### Extrait du document:
▬▬▬▬▬▬
La parenté entre les obligations des agents publics au titre de la loi sur le statut général des agents de l’Etat et au titre de la loi portant code de conduite contenu dans le projet de loi de 2020, est si évidente qu’on pourrait parler d’une veritable communion entre les règles éthiques et juridiques en matière de régulation de l’administration publique guinéenne.
Le juge administratif et l’application des règles d’origine éthique
Outre la consécration des règles éthiques dans les textes législatifs et réglementaires, le juge administratif guinéen, à l’instar de son homologue de France, a tout loisir de consacrer à l’occasion des contentieux soumis à son examen, des principes d’origine éthique. Le droit administratif guinéen tout comme celui de la France dont il s’inspire, n’est pas écrit. Il n’existe dans aucun de ces deux pays, un « code administratif » comme il existe par exemple un code pénal ou un code civil. Le droit administratif est fondé le génie créateur du juge à travers les précédents, la jurisprudence. Il s’agit d’un droit essentiellement prétorien. Ainsi, il est né dans son berceau, la France, ainsi, il se développe, même si on assiste à une codification sectorielle de certaines matières administratives. Saisi donc du contentieux relatif par exemple à l’attribution par contrat ou par décret d’un immeuble relevant du domaine public ou privé de l’Etat, rien n’empêche le juge administratif guinéen de faire application des règles et principes d’origine éthique. Face à l’insuffisance des regles écrites, le juge administratif français, lui, convoque les règles d’origine ethique dans l’appréciation de la légalité d’une décision administrative. Dans le cadre des mesures d’instruction prises par le Conseil d’État dans l’affaire Vincent Lambert, le Conseil, prenant en compte « l’ampleur et la difficulté des questions d’ordre scientifique, éthique et déontologique » que
posaient la décision du centre hospitalier universitaire de Reims de mettre fin à l’alimentation et à l’hydratation artificielles de Lambert, a invité le 14 fevrier 2014, l’Académie des médecines, le Comité consultatif national d’éthique et le Conseil national de l’ordre des medecins à lui presenter avant fin avril 2014, des « observations écrites d’ordre général de nature à l’éclairer utilement sur l’application des notions d’obstination déraisonnable et de maintien artificiel de la vie au sens de l’article L.1110-5 du code de la santé publique, en particulier à l’égard des personnes qui sont, comme Monsieur Lambert, dans un état pauci=retionnel ».
Ceci montre enfin, pour ceux qui en doutent encore que le juge adminsitratif peut et doit, en plus des règles écrites, dans le cas de leur insuffisance ou absence, apprécier la légalité des décisions administratives en tenant compte aussi des règles éthiques. N’est-ce pas à cause de la place de l’éthique dans le contentieux administratif, que Jean-Marc Sauvé, vice-président du Conseil d’État a choisi de s’exprimer le 29 septembre 2015 à l’École nationale de la magistrature sur le thème « Le juge face aux questions éthiques » lors du séminaire de formation continue des chefs de cour d’appel?
▬▬▬▬▬▬
### Données extraites:
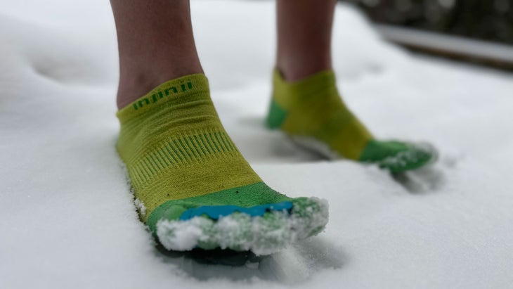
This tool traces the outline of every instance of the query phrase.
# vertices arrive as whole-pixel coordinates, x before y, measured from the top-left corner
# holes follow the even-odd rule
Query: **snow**
[[[294,203],[292,214],[285,208],[279,211],[275,207],[273,213],[264,216],[238,212],[216,221],[200,216],[181,221],[161,219],[157,223],[157,236],[170,250],[190,250],[197,246],[213,249],[216,246],[212,244],[219,244],[221,249],[250,250],[266,256],[316,235],[326,226],[329,211],[325,200],[313,197]]]
[[[513,77],[411,55],[340,5],[335,70],[381,138],[429,141],[429,169],[393,178],[327,162],[261,125],[274,5],[193,1],[223,123],[268,184],[330,203],[318,236],[246,266],[164,254],[138,221],[114,144],[117,60],[108,1],[3,1],[0,288],[511,288]],[[205,281],[209,280],[208,284]]]

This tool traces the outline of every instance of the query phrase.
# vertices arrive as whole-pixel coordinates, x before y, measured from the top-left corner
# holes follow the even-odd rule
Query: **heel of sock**
[[[278,129],[286,117],[287,111],[276,103],[274,99],[272,99],[269,105],[269,112],[266,118],[266,126],[271,129]]]

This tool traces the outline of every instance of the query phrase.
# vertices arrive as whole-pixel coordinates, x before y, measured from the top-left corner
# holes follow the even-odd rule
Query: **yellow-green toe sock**
[[[196,239],[191,244],[185,245],[176,239],[176,232],[181,231],[183,224],[189,224],[186,221],[196,217],[212,221],[235,212],[263,216],[273,210],[311,210],[308,199],[292,199],[279,193],[253,171],[223,127],[204,75],[167,82],[117,115],[121,124],[117,148],[126,165],[140,217],[155,234],[158,223],[167,221],[162,226],[162,235],[171,240],[164,240],[171,243],[168,249],[195,245],[212,248],[224,244],[226,236],[215,231],[217,227],[212,222],[209,228],[196,228],[204,231],[202,236],[193,236]],[[250,226],[246,223],[244,226]],[[199,226],[197,221],[194,224]],[[181,229],[177,229],[178,225]],[[316,226],[305,236],[321,228]],[[258,233],[252,233],[251,238],[256,240],[254,235]],[[243,248],[240,242],[235,240],[228,245]]]
[[[275,70],[273,87],[268,127],[313,140],[331,156],[376,163],[392,172],[413,169],[434,158],[429,146],[375,139],[342,101],[332,70],[289,82]]]

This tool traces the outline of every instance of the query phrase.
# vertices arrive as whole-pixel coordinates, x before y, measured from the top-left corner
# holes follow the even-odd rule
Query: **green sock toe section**
[[[330,158],[375,163],[392,172],[415,169],[436,159],[429,145],[375,139],[342,101],[332,71],[287,82],[275,70],[273,84],[267,127],[282,130],[304,146]]]
[[[302,215],[301,222],[296,221],[293,228],[290,222],[297,214],[275,212],[272,205],[267,210],[266,205],[293,199],[266,186],[244,159],[221,124],[204,75],[167,82],[117,115],[120,122],[117,149],[126,165],[139,216],[168,249],[246,250],[245,240],[250,239],[250,248],[268,252],[265,242],[273,243],[277,231],[290,236],[279,238],[274,248],[295,240],[294,232],[306,230],[301,235],[306,236],[318,231],[320,219],[313,209],[309,211],[313,214]],[[280,117],[271,122],[280,122]],[[263,207],[255,207],[259,205]],[[202,206],[258,209],[265,215],[256,219],[234,210],[217,220],[202,214],[179,219],[188,210]],[[218,209],[222,208],[212,210]],[[278,213],[279,217],[275,216]],[[321,221],[325,224],[327,219]],[[289,226],[282,230],[282,225]]]
[[[236,188],[230,188],[207,195],[187,198],[182,200],[169,200],[151,213],[148,219],[150,231],[156,231],[157,222],[161,219],[178,220],[180,216],[189,209],[201,206],[235,205],[251,207],[259,205],[273,204],[292,200],[271,188],[264,182]]]

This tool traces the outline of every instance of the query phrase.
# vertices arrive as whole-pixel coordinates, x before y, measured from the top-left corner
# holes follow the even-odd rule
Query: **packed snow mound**
[[[273,188],[328,201],[325,231],[238,267],[157,249],[115,149],[108,1],[4,1],[0,288],[511,287],[511,74],[410,55],[339,4],[334,68],[348,106],[379,139],[428,141],[441,154],[394,176],[326,162],[262,124],[274,3],[192,2],[226,130]]]
[[[317,198],[293,201],[290,212],[271,211],[263,216],[234,212],[217,220],[197,216],[187,220],[161,219],[157,236],[168,250],[230,249],[266,255],[318,234],[328,220],[328,205]]]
▬▬▬▬▬▬
### Activité A:
D'après l'extrait du document, à quelle date le Conseil d'État a-t-il invité l'Académie des médecines, le Comité consultatif national d'éthique et le Conseil national de l'ordre des médecins à lui présenter des observations écrites ?
### Activité B:
Reproduisez fidèlement le passage de l'extrait du document qui s'ouvre sur les mots contenant « La parenté entre » et se clôt sur « l’administration publique guinéenne. ».

### Votre réponse A:
Le 14 février 2014.

### Votre réponse B:
La parenté entre les obligations des agents publics au titre de la loi sur le statut général des agents de l’Etat et au titre de la loi portant code de conduite contenu dans le projet de loi de 2020, est si évidente qu’on pourrait parler d’une veritable communion entre les règles éthiques et juridiques en matière de régulation de l’administration publique guinéenne.